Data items

********

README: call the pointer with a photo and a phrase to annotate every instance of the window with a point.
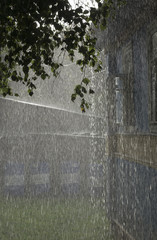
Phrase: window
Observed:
(119, 100)
(128, 102)
(124, 90)
(153, 78)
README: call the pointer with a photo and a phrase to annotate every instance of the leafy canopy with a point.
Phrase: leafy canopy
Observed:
(31, 31)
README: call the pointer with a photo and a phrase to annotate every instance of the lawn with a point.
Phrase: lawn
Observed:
(47, 219)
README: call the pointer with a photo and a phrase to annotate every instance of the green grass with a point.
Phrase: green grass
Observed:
(47, 219)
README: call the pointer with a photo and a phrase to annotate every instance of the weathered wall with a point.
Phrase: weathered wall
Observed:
(48, 146)
(131, 152)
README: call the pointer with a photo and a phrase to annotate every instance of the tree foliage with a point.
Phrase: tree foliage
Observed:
(31, 30)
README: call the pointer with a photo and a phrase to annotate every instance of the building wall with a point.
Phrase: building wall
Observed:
(47, 145)
(132, 150)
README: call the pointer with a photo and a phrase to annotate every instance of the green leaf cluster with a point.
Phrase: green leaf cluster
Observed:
(31, 31)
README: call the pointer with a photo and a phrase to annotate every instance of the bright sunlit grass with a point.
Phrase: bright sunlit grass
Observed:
(48, 219)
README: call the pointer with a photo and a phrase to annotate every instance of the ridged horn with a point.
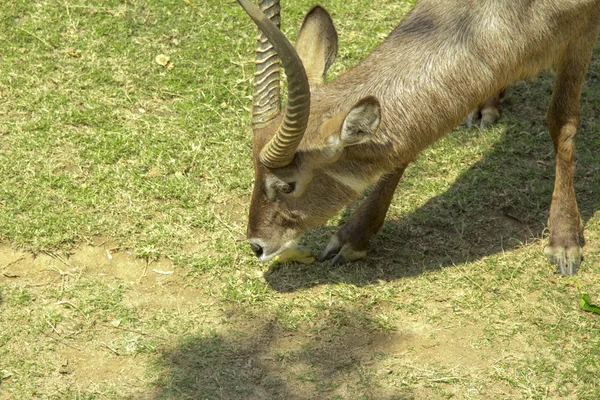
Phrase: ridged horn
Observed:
(266, 103)
(280, 150)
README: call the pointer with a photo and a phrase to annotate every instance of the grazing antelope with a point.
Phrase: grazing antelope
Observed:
(442, 61)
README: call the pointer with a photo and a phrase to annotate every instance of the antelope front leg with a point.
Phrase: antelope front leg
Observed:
(351, 241)
(566, 236)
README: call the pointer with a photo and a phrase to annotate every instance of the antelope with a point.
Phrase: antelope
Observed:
(445, 58)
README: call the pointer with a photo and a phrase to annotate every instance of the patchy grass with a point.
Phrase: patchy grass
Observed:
(125, 191)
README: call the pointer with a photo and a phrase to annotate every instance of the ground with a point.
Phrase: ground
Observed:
(123, 202)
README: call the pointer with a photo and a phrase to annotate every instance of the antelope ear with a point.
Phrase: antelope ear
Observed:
(317, 44)
(361, 122)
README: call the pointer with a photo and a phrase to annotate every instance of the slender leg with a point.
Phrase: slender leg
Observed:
(351, 241)
(566, 236)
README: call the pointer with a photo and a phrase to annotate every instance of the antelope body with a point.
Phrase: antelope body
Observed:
(442, 61)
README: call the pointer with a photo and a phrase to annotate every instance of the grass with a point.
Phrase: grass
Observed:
(124, 193)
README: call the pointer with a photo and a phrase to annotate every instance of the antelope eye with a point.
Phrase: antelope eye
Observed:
(288, 187)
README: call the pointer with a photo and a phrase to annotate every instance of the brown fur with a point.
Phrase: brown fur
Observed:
(442, 61)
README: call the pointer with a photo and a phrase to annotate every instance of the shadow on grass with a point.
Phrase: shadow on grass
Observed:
(500, 203)
(258, 359)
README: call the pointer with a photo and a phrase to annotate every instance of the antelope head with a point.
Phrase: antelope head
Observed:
(300, 154)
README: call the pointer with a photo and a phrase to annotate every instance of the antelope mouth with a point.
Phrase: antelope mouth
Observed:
(264, 252)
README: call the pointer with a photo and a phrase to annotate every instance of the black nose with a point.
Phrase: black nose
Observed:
(256, 249)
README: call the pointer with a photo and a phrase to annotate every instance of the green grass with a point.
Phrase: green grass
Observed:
(124, 195)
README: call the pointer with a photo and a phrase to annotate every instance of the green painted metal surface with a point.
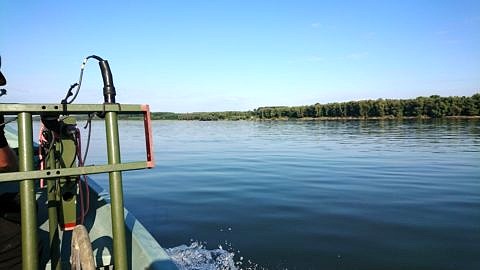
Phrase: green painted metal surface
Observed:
(27, 195)
(61, 175)
(116, 192)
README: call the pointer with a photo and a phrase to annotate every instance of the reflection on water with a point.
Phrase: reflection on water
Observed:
(312, 195)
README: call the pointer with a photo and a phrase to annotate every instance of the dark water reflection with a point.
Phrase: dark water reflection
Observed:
(314, 195)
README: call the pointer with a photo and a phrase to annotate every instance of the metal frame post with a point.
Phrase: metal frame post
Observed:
(116, 192)
(52, 214)
(27, 193)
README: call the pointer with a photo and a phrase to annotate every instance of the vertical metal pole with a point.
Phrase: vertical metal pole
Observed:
(27, 193)
(52, 213)
(116, 193)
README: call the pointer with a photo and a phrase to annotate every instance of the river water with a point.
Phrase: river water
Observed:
(310, 194)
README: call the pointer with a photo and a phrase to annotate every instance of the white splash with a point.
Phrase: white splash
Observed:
(197, 257)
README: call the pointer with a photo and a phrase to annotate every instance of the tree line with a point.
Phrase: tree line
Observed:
(433, 107)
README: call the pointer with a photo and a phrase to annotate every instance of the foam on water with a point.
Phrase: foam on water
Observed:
(197, 257)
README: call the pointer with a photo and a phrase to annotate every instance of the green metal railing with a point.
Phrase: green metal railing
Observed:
(27, 174)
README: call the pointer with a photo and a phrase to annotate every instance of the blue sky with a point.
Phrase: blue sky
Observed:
(185, 56)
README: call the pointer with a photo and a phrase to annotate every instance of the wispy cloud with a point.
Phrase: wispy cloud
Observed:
(357, 55)
(315, 59)
(308, 59)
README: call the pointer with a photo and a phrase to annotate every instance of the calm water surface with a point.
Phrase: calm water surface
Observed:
(312, 195)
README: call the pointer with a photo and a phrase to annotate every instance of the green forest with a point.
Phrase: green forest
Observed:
(421, 107)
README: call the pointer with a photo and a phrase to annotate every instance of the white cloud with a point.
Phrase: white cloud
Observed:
(357, 55)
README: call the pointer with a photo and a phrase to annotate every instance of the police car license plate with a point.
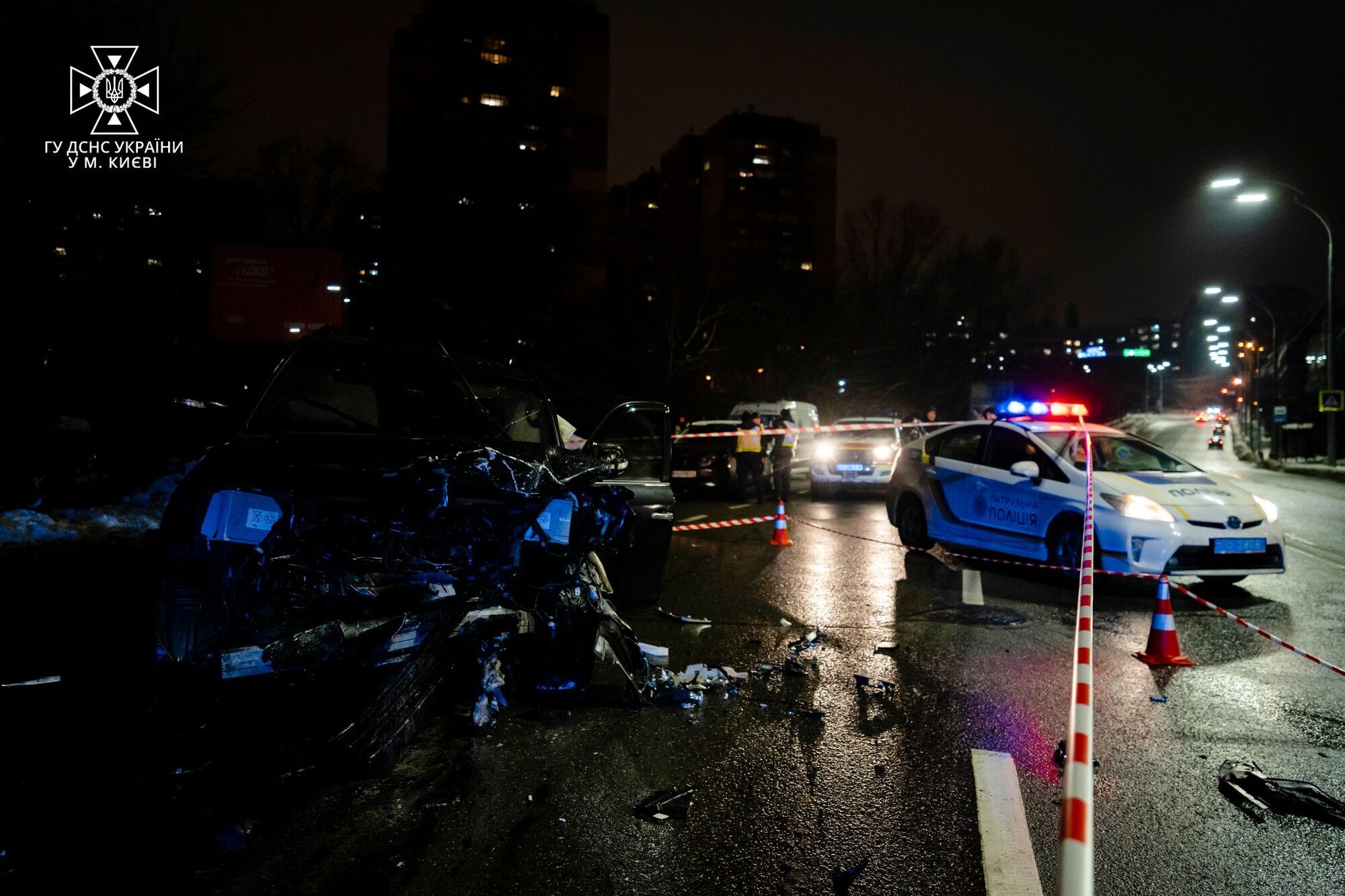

********

Given instruction -
Extract the data lines starting at the one that contains "forest with a point." and continuing through the end of the data, including both of those boundaries, and repeat them verbatim. Leave out the pictures.

Problem solution -
README: call the pointer with a photo and a phrase to annotate every instance of the green forest with a point.
Phrase: green forest
Observed:
(421, 107)
README: call the pointer with a photo and a phrase to annotate every instance of the white cloud with a point.
Phrase: white cloud
Observed:
(357, 55)
README: call the pointer with a photo and a phrase to annotate every instance of the police car license plate with a point.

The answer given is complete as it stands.